EXTRACT PROVIDED >>
════════════════

Tag Archives: Photography


A Really Basic Guide to SLR

I’ve been after an SLR Camera for ages. I knew a few people who had one, but they cost crazy money.  Then SLR became affordable.  Tech that five years ago was prosumer all of a sudden was entry level. So for Christmas I finally got my SLR.  An entry level Nikon D3200 (with cashback).  Good job they come with auto mode.  As much as I like the photos I took, I really wanted to know what the heck all those notches on the dial meant.  M A S P.  I tried using them but the photos I took were rubbish.  I tried Google, but I don’t learn by reading something then trying to do it.  There was only one thing for it – a beginner’s photography course.

Living close to Manchester means that there’s a lot of learning opportunities out there, but I opted for Manchester Photographic.  It’s only a day long, but it was definitely worth it just to put into practise what I had learned.

First off, we covered A – Aperture Priority.

Aperture relates to the amount of light the lens lets in (much like your iris).  In this mode I decide the size of the aperture or f. the camera decides the shutter speed and ISO settings.  Aperture is good for blurring backgrounds to really highlight your subject.  To do the blurred background you choose a larger aperture size (this is where it gets confusing), which is a smaller number.  If you want to take a picture where you have the background in focus too, use a smaller aperture size (like when you squint to see something in the distance) – this is a higher number.

Hopefully the table below will clarify this for you.  These are the examples of the most common applications of the aperture that the tutor provided.

f. Example of Use
1.4 Good for showing details in portraits
2 Object in focus, background blurred
4 Standard Portrait
5.6 Average
8 Landscape
11 Landscape
16 Great detail within a landscape shot


f. 1.4 – f.4 – are a shallow depth of field

f.8 – f. 22 – great depth of field         



f.8 35mm fixed lens
f.8 35mm fixed lens

Next we looked at S shutter speed priority.  That is the time it takes the camera to build the photograph, or, the amount of time the camera’s shutter is open. Shutter speed is good for taking arty shots with blur (think iconic pictures of New York taxis, a yellow blur).  If you are using Shutter priority, your camera will select the Aperture for you based on some maths calculations I cannot get my head around!


f. Shutter Speed (seconds) Example of Use
1.4 1/4000
1.8 1/2000
2 1/1000 Good for showing water droplets
2.8 1/500
4 1/250 Standard Portrait
5.6 1/125 Average
8 1/60 Use a tripod!Low light situations eg candles on a cake
11 1/30
16 1/15
22 1/8 Milky effect of water
Exposure Time 1/8
Exposure Time 1/8
Exposure Time: 1/8
Exposure Time: 1/8

If you really want to play with shutter speed, wait until dusk, set your shutter speed to 4 seconds, put your camera on a tripod and take a photograph of someone walking slowly across the field of vision.  They will be in the photo 3 times!  This shutter speed is also good for light lines on cars, but I can’t stress enough how important it is to use a tripod in these low light situations.

We covered ISO next.  This is accessed via the menu rather than the dial on my camera.

ISO relates to light.  The brighter the situation, the lower the ISO.

My camera’s pretty good, in that should I feel the need to play with ISO, it tells me what setting to use in which situation.

IMG_1770[1] IMG_1769[1]

But, here it is in table format.

100      Lets light in slowly – shows high detail.


400      Good for Manchester’s rainy weather!

════════════════

GIVEN DATA >>
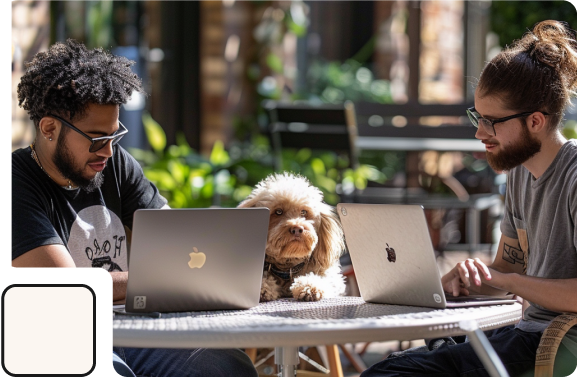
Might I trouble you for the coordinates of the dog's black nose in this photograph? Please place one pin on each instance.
(297, 230)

════════════════

WHAT THIS EXERCISE ASKS >>
a) Rewrite the passage of the SLR guide that opens with the words containing "If you really" and closes with "low light situations.", substituting "twilight" for "dusk".
b) Carry the SLR guide on from its final line.

RESPONSES FOR EACH TASK >>
a)
If you really want to play with shutter speed, wait until twilight, set your shutter speed to 4 seconds, put your camera on a tripod and take a photograph of someone walking slowly across the field of vision.  They will be in the photo 3 times!  This shutter speed is also good for light lines on cars, but I can’t stress enough how important it is to use a tripod in these low light situations.

b)
3200    Lets light in fast – but shows grainy detail.  Good for low light situations.

A situation where you could utilise the ISO is when you’re using a slow shutter speed.  It’s also good when you’re not able to use a flash. A high ISO will bring light in but the quality of the pictures lower.  This is way too much for me to be thinking about so I set the ISO to auto.

After the course I got a little lens happy.  I went on eBay and bought a second hand 70-300mm lens.  Unfortunately in my excitement at seeing such a lens for £60 I didn’t realise that it wasn’t AF-S.  This means that the lens doesn’t have a motor to auto focus.  It’s all manual.  This is OK sometimes, but I find that I think it’s in focus and then when I see it on my screen, it’s not.  But it’s still a cracking lens that takes stunning photos when I’m in focus!

The tutor on the course was a Canon fan.  She mentioned that when she first started, then lens that she used most was a 50mm fixed lens (also known as the nifty fifty).  Great for portraits and landscapes.  She showed us some of her work.  It’s amazing the variety of shots a lens can take in the right hands!  Bearing in mind the D3200 comes with a DX format lens as standard, I will always be a few mm out.  Therefore, when Nikon did their latest cashback, I bought the 35mm prime lens.  I’m really glad I did.  It does that whole portrait / blurred background thing so well.  My 9 year old daughter even remarked “You do like that lens, don’t you!” as I took yet another picture of her eating ice cream!  And this time I made sure I got the AF-S version!



Building the perfect photo editing PC: part 3

If you’ve already read part one and part two of these posts, you’ll know that professional wildlife photographer Richard Peters has been sharing his knowledge on the components you need in a photo editing PC. In his final post for us, Richard looks at monitors, accessories and photo editing software.


A memory card reader can make life easier, especially if you’ve got multiple memory cards for one camera, as it saves you having to swap cards within the camera itself in order to transfer photos. Depending on your set-up, you can either go for aninternal card reader that goes in a spare slot in your computer case, or a USB card reader, with USB 3.0 card readers being the fastest.


While any monitor will do the job, as all the actual work is done on the PC, a quality monitor will guarantee better colour reproduction, and a larger monitor will make it easier to see what you’re doing. If you’ve got the budget, a pair of monitors, such as the ViewSonic VA2248-LED 22” will give you all the space you need to edit your photos and keep an eye on your emails! For those that just want one monitor, the larger the screen the better when it comes to photo editing. As well as giving you more space for all your tool palettes, it will also enable you to clearly see the images you’re working on.


The most commonly used photo editing software is Adobe Photoshop, currently in version CS5.5, with version CS6 just around the corner. While it is expensive, its power and flexibility is unrivalled, and once you’ve bought it, it will last you for years. You can also upgrade it when new versions come out, for a fraction of the cost. If your budget is especially tight, try GIMP, which is free to download and offers a range of powerful image editing features.

If you have gone down the route of buying a separate hard drive for backup, you can use software to automate your backups, taking the hassle out of the process and ensuring you never forget to do it yourself. FBackup is free and highly customisable, and many external hard drives also come with their own backup software.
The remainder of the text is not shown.